_Given problem:_
Set all the material down again unchanged, without the pictures.

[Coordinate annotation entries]

------

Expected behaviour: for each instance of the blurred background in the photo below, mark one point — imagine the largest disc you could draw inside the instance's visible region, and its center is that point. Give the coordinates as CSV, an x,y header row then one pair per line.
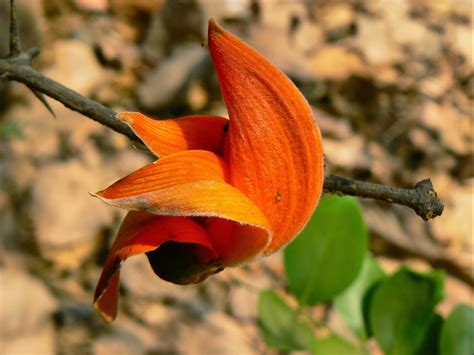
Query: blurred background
x,y
391,85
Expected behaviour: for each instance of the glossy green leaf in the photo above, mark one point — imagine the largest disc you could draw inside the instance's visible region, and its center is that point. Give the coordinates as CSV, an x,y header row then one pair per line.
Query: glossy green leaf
x,y
333,345
402,310
281,325
457,334
349,304
431,342
329,253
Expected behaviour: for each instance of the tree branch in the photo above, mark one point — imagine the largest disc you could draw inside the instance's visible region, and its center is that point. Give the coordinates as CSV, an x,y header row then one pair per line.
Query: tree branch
x,y
17,67
422,198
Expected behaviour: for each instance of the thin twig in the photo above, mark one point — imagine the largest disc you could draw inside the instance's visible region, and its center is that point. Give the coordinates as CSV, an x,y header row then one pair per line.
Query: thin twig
x,y
15,43
18,69
422,198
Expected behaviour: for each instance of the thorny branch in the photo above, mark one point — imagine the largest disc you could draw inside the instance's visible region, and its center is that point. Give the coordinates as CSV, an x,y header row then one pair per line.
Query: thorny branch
x,y
17,67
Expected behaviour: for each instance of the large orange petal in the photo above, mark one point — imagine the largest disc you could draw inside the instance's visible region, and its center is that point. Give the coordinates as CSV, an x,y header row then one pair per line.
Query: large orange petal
x,y
164,137
192,183
273,145
141,232
189,183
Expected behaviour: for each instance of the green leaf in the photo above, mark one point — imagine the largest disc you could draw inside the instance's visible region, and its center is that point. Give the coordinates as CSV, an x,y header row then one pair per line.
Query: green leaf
x,y
431,342
281,325
457,334
328,254
349,304
334,344
401,310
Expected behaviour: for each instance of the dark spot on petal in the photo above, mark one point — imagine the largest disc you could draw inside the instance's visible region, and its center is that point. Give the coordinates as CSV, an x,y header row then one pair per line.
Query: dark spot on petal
x,y
182,263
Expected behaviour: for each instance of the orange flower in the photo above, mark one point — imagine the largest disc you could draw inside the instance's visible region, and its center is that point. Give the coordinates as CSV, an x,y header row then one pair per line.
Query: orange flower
x,y
223,191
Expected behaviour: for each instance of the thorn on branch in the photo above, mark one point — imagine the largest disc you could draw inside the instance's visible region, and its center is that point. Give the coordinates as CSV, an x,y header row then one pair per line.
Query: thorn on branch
x,y
43,100
15,42
422,198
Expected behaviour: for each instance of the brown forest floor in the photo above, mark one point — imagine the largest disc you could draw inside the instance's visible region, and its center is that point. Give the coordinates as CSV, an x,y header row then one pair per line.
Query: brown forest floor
x,y
391,83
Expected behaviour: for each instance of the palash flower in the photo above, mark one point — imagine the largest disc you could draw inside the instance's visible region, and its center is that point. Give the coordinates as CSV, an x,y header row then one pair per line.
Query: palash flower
x,y
223,191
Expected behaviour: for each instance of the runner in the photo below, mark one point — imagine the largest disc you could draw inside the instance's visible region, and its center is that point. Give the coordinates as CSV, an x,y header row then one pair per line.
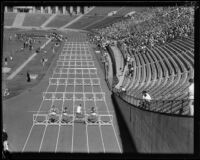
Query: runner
x,y
93,115
53,114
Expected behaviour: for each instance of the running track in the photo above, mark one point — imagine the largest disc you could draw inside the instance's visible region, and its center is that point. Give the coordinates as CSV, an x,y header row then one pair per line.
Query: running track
x,y
76,78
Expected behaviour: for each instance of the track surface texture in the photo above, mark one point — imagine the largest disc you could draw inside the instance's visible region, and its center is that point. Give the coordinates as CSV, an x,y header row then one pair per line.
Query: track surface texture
x,y
74,78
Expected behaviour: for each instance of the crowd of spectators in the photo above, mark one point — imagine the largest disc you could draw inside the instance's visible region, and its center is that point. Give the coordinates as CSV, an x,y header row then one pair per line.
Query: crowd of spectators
x,y
150,27
155,26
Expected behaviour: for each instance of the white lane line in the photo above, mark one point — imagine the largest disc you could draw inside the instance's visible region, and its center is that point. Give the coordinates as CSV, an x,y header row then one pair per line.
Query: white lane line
x,y
36,117
88,149
97,114
27,138
59,124
112,123
47,124
73,123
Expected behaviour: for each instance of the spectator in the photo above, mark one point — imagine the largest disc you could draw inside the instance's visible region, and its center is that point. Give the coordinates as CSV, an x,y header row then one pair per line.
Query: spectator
x,y
5,141
28,77
146,100
79,109
6,61
191,97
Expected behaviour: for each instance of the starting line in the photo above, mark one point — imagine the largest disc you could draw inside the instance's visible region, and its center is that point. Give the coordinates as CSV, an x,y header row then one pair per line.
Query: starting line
x,y
74,81
79,96
45,119
75,71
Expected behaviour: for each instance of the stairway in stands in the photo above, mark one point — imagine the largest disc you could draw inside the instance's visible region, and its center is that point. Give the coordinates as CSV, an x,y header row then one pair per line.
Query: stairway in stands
x,y
19,19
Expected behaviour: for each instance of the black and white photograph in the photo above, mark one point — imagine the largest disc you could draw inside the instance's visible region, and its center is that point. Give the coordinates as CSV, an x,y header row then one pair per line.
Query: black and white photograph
x,y
92,79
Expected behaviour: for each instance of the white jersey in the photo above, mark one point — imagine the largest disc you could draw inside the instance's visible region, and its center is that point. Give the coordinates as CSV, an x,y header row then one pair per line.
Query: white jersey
x,y
147,97
78,110
191,91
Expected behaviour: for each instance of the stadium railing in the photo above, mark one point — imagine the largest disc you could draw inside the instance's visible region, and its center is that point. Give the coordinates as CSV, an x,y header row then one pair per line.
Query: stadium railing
x,y
162,106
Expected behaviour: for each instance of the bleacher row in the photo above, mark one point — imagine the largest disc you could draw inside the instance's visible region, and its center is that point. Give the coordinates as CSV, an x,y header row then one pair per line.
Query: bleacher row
x,y
98,17
164,72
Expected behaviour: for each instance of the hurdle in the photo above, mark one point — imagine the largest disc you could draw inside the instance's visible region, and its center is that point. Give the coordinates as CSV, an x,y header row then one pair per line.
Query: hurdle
x,y
95,96
106,119
40,119
45,119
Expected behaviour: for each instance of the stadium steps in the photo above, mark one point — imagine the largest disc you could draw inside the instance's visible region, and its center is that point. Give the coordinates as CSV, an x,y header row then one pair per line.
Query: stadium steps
x,y
9,18
173,64
143,74
136,82
35,19
189,57
19,19
181,54
148,75
76,19
48,20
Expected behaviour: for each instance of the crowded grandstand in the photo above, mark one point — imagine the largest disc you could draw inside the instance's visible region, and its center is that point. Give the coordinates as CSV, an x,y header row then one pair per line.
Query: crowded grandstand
x,y
88,66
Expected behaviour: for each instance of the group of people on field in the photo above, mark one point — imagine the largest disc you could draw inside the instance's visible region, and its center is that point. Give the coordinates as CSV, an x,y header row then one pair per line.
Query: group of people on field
x,y
66,117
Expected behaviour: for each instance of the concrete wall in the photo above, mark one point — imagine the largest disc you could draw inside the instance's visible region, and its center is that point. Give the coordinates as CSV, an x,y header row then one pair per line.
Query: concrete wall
x,y
155,132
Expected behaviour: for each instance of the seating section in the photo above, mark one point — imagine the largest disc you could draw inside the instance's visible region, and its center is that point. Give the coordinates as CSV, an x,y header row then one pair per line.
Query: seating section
x,y
104,22
35,19
164,72
60,20
9,19
85,21
102,10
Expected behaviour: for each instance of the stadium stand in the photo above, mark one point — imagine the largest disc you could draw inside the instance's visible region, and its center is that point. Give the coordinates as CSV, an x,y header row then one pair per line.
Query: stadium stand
x,y
60,20
35,19
103,11
9,18
161,45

------

_Result for this exercise:_
Expected behaviour: for each instance of the blurred background in the photo below, mark one point — imagine the largest disc you could draw inside the instance's visible region, and its center is that point. Give the coordinates as CSV, an x,y header row then one pair per line.
Query: blurred background
x,y
391,85
Expected behaviour: for each instance of the glossy green leaf in the photo above, mark one point — imagine the largest disc you could draw inside the instance's visible region, and its center is that point. Give the coordinates as CSV, an x,y header row then one pair per line.
Query: glossy green leaf
x,y
333,345
402,310
281,325
457,334
349,304
431,342
329,253
Expected behaviour: for each instance of the tree branch in the photo above, mark one point — imagine the largest disc you could draw inside the instance's visible region, and its center is that point. Give the coordinates as CSV, an x,y header row then one pair per line.
Query: tree branch
x,y
17,67
422,198
Expected behaviour: for each instance of the thin twig in the photo above, mark one point — imagine the largest disc you could draw inside the instance's visible region, and its center is that point. Give the coordinates as CSV, an x,y header row then one pair per line.
Query: thin twig
x,y
15,43
18,69
422,198
Expected behaviour: for each instance of the thorny branch in the photo above, mark one point — imagine the largest disc you could draw inside the instance's visible region, and its center is that point. Give the coordinates as CSV, an x,y header row then one pair per line.
Query: thorny branch
x,y
17,67
Expected behaviour: for each instance of the large orange petal in the photo above, mark one point — imagine the largest disc you could draw inside the instance's visible region, and its center is that point. Give the coordinates as CSV, an x,y header row then one pair per line.
Query: large orange petal
x,y
164,137
192,183
273,145
141,232
189,183
Expected behaviour: for each instance of the green leaf in the photo above, mark one point — imagine the largest disc you could draw inside the instance's visible region, and its center is that point. Give the coordinates as CSV, an x,y header row then one pair per line.
Query: green leaf
x,y
431,342
281,325
457,334
328,254
349,304
334,344
401,310
Expected behaviour: for each instance of the dark spot on petal in the photo above, mark one point — imagine the largest disc you could draw inside the instance's visible region, and its center is that point. Give the coordinates as CSV, an x,y header row then one pair per line.
Query: dark spot on petal
x,y
182,263
Expected behaviour: for each instance of the orange flower in the photo above, mark one point — imagine the largest disc you could draw inside the instance's visible region, and its center is that point. Give the coordinates as CSV, an x,y header row then one pair per line.
Query: orange flower
x,y
223,191
Expected behaviour: for each instance of the thorn on branch in the photo above, mark one point — imagine the largest disc you could draw inside the instance's visible region, and its center is that point. Give the coordinates as CSV, an x,y header row then one pair per line.
Query: thorn on branch
x,y
43,100
15,42
422,198
Expected behaviour: for each instance of the brown forest floor in the photo above, mark one point — imagine the largest disc you could draw inside the instance's visible region, and its center is that point. Give the coordinates as CSV, an x,y header row then one pair per line.
Query: brown forest floor
x,y
391,83
Expected behaviour: for each instance of the palash flower in the photo above, mark one point — imagine the largest disc you could draw inside the instance's visible region, and its center is that point. Give the coordinates as CSV, an x,y header row then one pair per line.
Query: palash flower
x,y
223,191
Expected behaviour: for each instance of the runner in the photo below, mark one point — imagine the largest disc you could draw inside the instance's visible region, and its center is that point. Give the coordinates as CSV, an x,y header row then one pair per line.
Query: runner
x,y
93,115
53,114
Expected behaviour: for each instance of the running track in the photo above, mark one point — imagine the largest disc you could draw inside the instance's visible region, and its center is that point. Give the coordinates as CSV, an x,y header row then one pair per line.
Query: running track
x,y
76,78
Expected behaviour: for each instance of the track surface texture in the photo above, mark one point — imagine the largest disc you could draw inside the instance's visible region, and its center is that point. Give the coordinates as CSV, an x,y header row then one pair per line.
Query: track surface texture
x,y
74,78
Expected behaviour: for each instance of the crowd of spectators in the photo above, mark one point — imagine the largest disc you could draw inside the instance's visible region, and its center is that point. Give the coordinates as CSV, an x,y header row then one pair per line.
Query: crowd of spectators
x,y
150,27
155,26
Expected behaviour: for each instance of the white lane line in the photo above, mark one point — imagine the largest disc you could draw inside the instance's visible region, and its center is that point. Give the coordinates as CSV, an x,y header row then one pair per line.
Query: white lane line
x,y
36,117
88,149
97,114
27,138
59,124
112,123
47,124
73,123
Expected behaviour: for each instance of the spectator in the photo above, mark one point — imagine the largest disc you could draw inside the instance's visible region, and its center is that point. Give the coordinates as CSV, an x,y header row then one pair per line.
Query: spectator
x,y
5,141
28,77
146,100
79,109
6,61
191,97
Expected behaviour: for each instance of the starting line in the photo above, mark one point — imagine the largest disc you could draw inside the instance's visible region, and its center is that point. Give the coordinates as CSV, an x,y header row then one pair per line.
Query: starting line
x,y
74,81
79,96
45,119
75,71
Expected behaviour: for each instance of the stairway in stands in the photo above, mark one point — imagine the largest disc you could draw inside the instance's visible region, and its center is that point. Give the coordinates as CSV, an x,y header row then one pair per line.
Query: stairway in stands
x,y
19,19
Expected behaviour: for each instance of the black and white photograph in the photo above, mark one point — imagine the largest disc you could draw inside the instance's visible region, and its center is that point. Give the coordinates as CSV, an x,y header row then one pair per line.
Query: black and white photograph
x,y
92,79
Expected behaviour: for each instance of the white jersey in the photo above, mark one point — imagine the largest disc you could draw inside the instance's visible region, and its center is that point. Give the coordinates as CSV, an x,y header row then one pair per line.
Query: white jersey
x,y
147,97
78,110
191,91
Expected behaviour: for each instance of the stadium railing in the photo above, mark one point — imagine the largest disc you could draw inside the instance's visible region, and its center is that point. Give the coordinates as CSV, an x,y header row then one pair per line.
Query: stadium railing
x,y
162,106
Expected behaviour: for each instance of the bleacher row in the photo above, mark one point — imagine the largest disc you could draw inside the instance's visible region, and its center is that point. Give the coordinates as CSV, an x,y header row then one pair per line.
Query: bleacher row
x,y
98,17
164,72
Expected behaviour: for each instance of the hurdle in the photo above, mark one point — imagine the largest disc you could draw inside the instance's visible region, and its center is that point. Give the coordinates as CSV, an x,y header row then one pair per line.
Query: hurdle
x,y
95,96
106,119
40,119
45,119
Expected behaviour: for each instance of the stadium steps in the photo above, mark one point — imagine the largest disc you could draw inside the instance's visible region, and its center is that point. Give the coordinates as CSV, an x,y header row then one pair per line.
Query: stadium steps
x,y
9,18
173,64
143,74
136,82
35,19
189,57
19,19
181,54
148,75
76,19
48,20
Expected behaviour: for each instance of the crowded grandstand in the photo above, mark one point — imagine the largest disc you could draw inside the instance's visible region, and its center is that point. Give the coordinates as CSV, an x,y header row then one pair per line.
Query: crowded grandstand
x,y
88,66
Expected behaviour: for each instance of the group of people on field in the photo above, mark one point — imagine the largest disc you could draw inside the instance's visible region, and its center is that point. Give the coordinates as CSV, an x,y header row then one pair per line.
Query: group of people on field
x,y
66,117
Expected behaviour: for each instance of the concrete wall in the photo above, mark one point — imagine the largest disc you could draw inside the instance's visible region, and its center is that point. Give the coordinates as CSV, an x,y header row then one pair per line.
Query: concrete wall
x,y
155,132
Expected behaviour: for each instance of the seating section in the photo above, mark one point — imagine the largest disc you could draw inside the instance's visible region, and its center is that point. Give the coordinates as CSV, an x,y header row then one pair per line.
Query: seating section
x,y
104,22
35,19
164,72
60,20
9,19
85,21
102,10
Expected behaviour: for each instance of the stadium stand in the photo above, mark one point — imagine the largest disc you could draw inside the instance's visible region, and its center is that point. Give the coordinates as CSV, an x,y header row then one pair per line.
Query: stadium stand
x,y
60,20
35,19
103,11
9,18
161,45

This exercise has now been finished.